## TEXT SECTION:
####
Review of Sini Anderson’s The Punk Singer



Developmental Editing by Alexandra Hidalgo
Copy Editing, and Posting by Denah A. Johnston

This review is part of double feature on the film The Punk Singer. Please check out Moira Sullivan’s interview with director Sini Anderson here.

The Punk Singer (2013) Directed by Sini Anderson. Starring Kathleen Hanna, Carrie Brownstein, Kim Gordon, Adam Horovitz and Joan Jett.

Kathleen Hanna is The Punk Singer

I had waited the longest time to see this film. The anticipation was killing me. I had only discovered Riot Grrrl in college; before that, the zines, tours, and bands skipped over my part of the flyover zone, where it was needed the most. Finally, at Ohio University, Bikini Kill was blaring from a mix tape provided by a friend. In the middle of nowhere, adrift on a sea of alienation, I was finally tapping into the energy and conversation–only to find out Bikini Kill was breaking up. I would never see them and make it to the front of the stage, a possibility Kathleen Hanna and other riot grrrls had fought so vigilantly for: from the highest high to a staggering low in one fluid motion. Nearly 20 years later, Sini Anderson’s documentary The Punk Singer is many things. It has been unfairly criticized for being a glowing highlight reel of Kathleen Hanna’s artistic, feminist, activist, and musical projects bordering on hagiography, and for not focusing enough on the larger movement of feminism or Riot Grrrl. In my view, those misguided criticisms miss the fact that the film, at once fierce and delicate, delivers feminism through a punk rock lens via the life and music of Kathleen Hanna.

The film begins with Kathleen Hanna performing spoken word in 1991. She speaks and then shouts, “I am your worst nightmare come to life / I’m a girl you can’t shut up.”
####
## TASKS TO CARRY OUT:
**A)** Answer these questions using the review of The Punk Singer:
(i) Who did the developmental editing?
(ii) At which university did the reviewer first hear Bikini Kill?
(iii) In what year was the spoken word performance that opens the film?
**B)** Rewrite the review of The Punk Singer from "This review is" through "and Joan Jett.", changing "interview" to "conversation".
**C)** Write the next part of the review of The Punk Singer, picking up after its final sentence.
####
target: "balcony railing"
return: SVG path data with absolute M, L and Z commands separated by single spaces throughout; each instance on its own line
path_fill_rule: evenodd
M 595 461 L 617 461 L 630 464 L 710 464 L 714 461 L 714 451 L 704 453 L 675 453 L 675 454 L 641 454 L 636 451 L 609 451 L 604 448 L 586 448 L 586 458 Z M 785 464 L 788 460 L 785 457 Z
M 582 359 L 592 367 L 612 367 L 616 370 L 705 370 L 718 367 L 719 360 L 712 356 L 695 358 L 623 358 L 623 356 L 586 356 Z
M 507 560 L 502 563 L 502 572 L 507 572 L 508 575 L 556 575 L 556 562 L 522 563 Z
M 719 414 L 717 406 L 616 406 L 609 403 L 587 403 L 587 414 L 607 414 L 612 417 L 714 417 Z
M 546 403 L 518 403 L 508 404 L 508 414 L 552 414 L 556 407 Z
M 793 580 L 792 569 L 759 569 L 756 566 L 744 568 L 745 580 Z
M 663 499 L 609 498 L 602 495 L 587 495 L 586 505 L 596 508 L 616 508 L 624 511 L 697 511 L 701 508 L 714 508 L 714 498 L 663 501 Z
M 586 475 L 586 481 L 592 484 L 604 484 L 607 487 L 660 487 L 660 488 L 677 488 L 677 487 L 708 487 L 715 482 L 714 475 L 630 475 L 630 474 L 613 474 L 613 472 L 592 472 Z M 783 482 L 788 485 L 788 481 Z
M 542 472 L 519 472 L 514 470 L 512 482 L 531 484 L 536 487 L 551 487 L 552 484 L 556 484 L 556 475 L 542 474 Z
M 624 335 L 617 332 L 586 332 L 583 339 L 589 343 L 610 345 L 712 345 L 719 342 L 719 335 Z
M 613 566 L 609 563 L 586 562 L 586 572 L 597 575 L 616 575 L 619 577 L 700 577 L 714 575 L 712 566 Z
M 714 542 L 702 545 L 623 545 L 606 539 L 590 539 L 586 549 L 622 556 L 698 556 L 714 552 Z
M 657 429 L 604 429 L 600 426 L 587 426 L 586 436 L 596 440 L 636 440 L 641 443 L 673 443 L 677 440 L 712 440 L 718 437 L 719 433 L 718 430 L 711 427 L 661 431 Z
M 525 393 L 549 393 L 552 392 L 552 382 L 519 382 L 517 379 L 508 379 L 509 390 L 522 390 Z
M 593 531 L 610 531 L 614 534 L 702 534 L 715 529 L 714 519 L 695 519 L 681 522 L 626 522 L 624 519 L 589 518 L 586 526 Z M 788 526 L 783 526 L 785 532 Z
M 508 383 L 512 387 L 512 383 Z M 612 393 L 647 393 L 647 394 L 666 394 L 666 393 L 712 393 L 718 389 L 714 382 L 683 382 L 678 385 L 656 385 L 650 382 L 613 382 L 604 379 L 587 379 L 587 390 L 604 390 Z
####
## WRITTEN ANSWERS:
**A)**
(i) Alexandra Hidalgo
(ii) Ohio University
(iii) 1991

**B)**
This review is part of double feature on the film The Punk Singer. Please check out Moira Sullivan’s conversation with director Sini Anderson here.

The Punk Singer (2013) Directed by Sini Anderson. Starring Kathleen Hanna, Carrie Brownstein, Kim Gordon, Adam Horovitz and Joan Jett.

**C)**
Intimately captured moments of Hanna making music—at the doctor’s office, preparing for the first live performance in years—are quilted together seamlessly with zine graphics, thoughtful layout, vintage video footage, and photographs, which form a living, breathing testament of the hurdles, challenges, and triumphs she has faced and achieved through the years. From receiving death threats as the confrontational lead singer of Bikini Kill to going underground to create an album under the alias Julie Ruin, then reemerging with the hybrid electro-feminist pop art performance group, Le Tigre, The Punk Singer covers previously unconnected and severely neglected dots. Beyond the recollections and background information provided by a who’s who in alternative 90’s music, the Northwest grunge scene and riot grrrl staples, Hanna emerges a complex and compelling character. Admitting that for years her identity revolved around her band, she realized that she needed to find herself. Anderson aids her subject in working on the time and space to tell the story and put the narrative trajectory together. Encouraged and championed by the likes of Kathy Acker and Joan Jett, it is no wonder Hanna took the world by storm.

I hesitate to call the film a “rock doc,” it seems to bleed beyond the limits of such shallow and historically commercial-driven fare. I may feel this way because I am personally invested in the subject matter. What is refreshing is the discovery within The Punk Singer of new pieces of film, music, and activist history. Anderson along with her brave co-producers (Tamra Davis, Rachel Dengiz, Alan Oxman, Gwen Bialic, and Erin Owens) ensured this film and Hanna’s story could be told in a fresh, engaging, and interesting way. The graphics recall the cut and paste aesthetic of zines of yore, while the content is just as bold. Here we are presented with one woman’s story from the eye of the storm to quiet, reflective moments. The spectrum presented spans from vulnerable to on stage and in charge. For the first time we can see the three-dimenionality of Hanna, who just happened to be on the crest of Third Wave feminism with a megaphone in hand. In a time when feminism is still reviled by many as the “f-word” connoting stereotypical angry, man-hating lesbians, Anderson and Hanna serve to remind us there are many injustices and reasons to speak up, incite awareness, and create change.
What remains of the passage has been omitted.